* [Texte]
►

ORIGINS AND HISTORY OF HYPNOSIS


Auteur(s) : Alain MORENI, Alain BARBER

Alain MORENI Hypnothérapeute (Hypnose et thérapies brèves) Centre Avance 112 Avenue du Prado 13008 Marseille alain.moreni@gmail.com


Alain BARBER Chirurgie orthopédique et traumatologique, Chirurgie de la main Hôpital Européen 6, rue Désirée Clary 13003 Marseille alainbarber@voila.fr


Résumé

Dès l'antiquité et à travers de nombreuses civilisations, les modifications rituelles de l'état de conscience apparaissent sous des formes variables. La pratique de l'hypnose a de tous temps interrogé la relation humaine. En deux siècles, la réponse aux phénomènes observés s'est intériorisée : après s'être référée aux divinités, puis avoir établi des liens avec le cosmos, l'hypnose s'est enfin centrée d'homme à homme. Notre étude chronologique des personnages clefs, de Franz Anton Messmer à Erickson en passant par Charcot, explique les bases de ce qu'est l'hypnose aujourd'hui et éclaire les voies nouvelles pour demain.

◄

* [Jeu de données]

►

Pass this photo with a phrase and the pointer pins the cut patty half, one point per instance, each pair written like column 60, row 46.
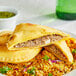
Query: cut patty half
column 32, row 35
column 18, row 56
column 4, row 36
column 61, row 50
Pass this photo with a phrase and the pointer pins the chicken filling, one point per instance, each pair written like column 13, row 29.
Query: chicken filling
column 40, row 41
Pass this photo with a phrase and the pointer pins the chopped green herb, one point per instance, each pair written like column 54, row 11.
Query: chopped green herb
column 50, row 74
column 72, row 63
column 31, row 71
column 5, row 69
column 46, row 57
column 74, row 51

◄
►

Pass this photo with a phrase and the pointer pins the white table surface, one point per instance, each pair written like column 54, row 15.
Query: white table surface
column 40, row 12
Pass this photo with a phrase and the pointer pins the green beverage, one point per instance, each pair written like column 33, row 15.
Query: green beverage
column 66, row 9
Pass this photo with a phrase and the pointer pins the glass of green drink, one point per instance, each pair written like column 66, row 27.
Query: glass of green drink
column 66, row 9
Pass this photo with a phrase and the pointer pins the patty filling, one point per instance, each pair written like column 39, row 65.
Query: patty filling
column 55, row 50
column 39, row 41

◄
►

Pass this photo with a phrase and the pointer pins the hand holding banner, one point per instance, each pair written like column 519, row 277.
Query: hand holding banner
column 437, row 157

◄

* [Consignes]
1 – Dans le texte sur l'histoire de l'hypnose, relevez tous les personnages historiques de l'hypnose que nomme le résumé.
2 – Poursuivez le texte sur l'histoire de l'hypnose à partir de sa dernière phrase.

* [Corrigé détaillé]
1 – Franz Anton Messmer, Charcot, Erickson

2 –
Abstract

Throughout antiquity and many civilizations, ritual modifications of the state of consciousness have appeared. The practice of hypnosis has always questioned the human relationships. Within two centuries, response to observed phenomenon has been internalized: after being considered as a contact with divinities, then with links to the universe, hypnosis has eventually been re-centered to inter-human relationships. From Franz Anton Messmer to Erickson through Charcot, our chronological study of hypnosis' key figures reveals the basis of today's hypnosis and enlightens its future path.


Mots clés :

Conscience ; Erickson ; hypnose ; Messmer ; ressource.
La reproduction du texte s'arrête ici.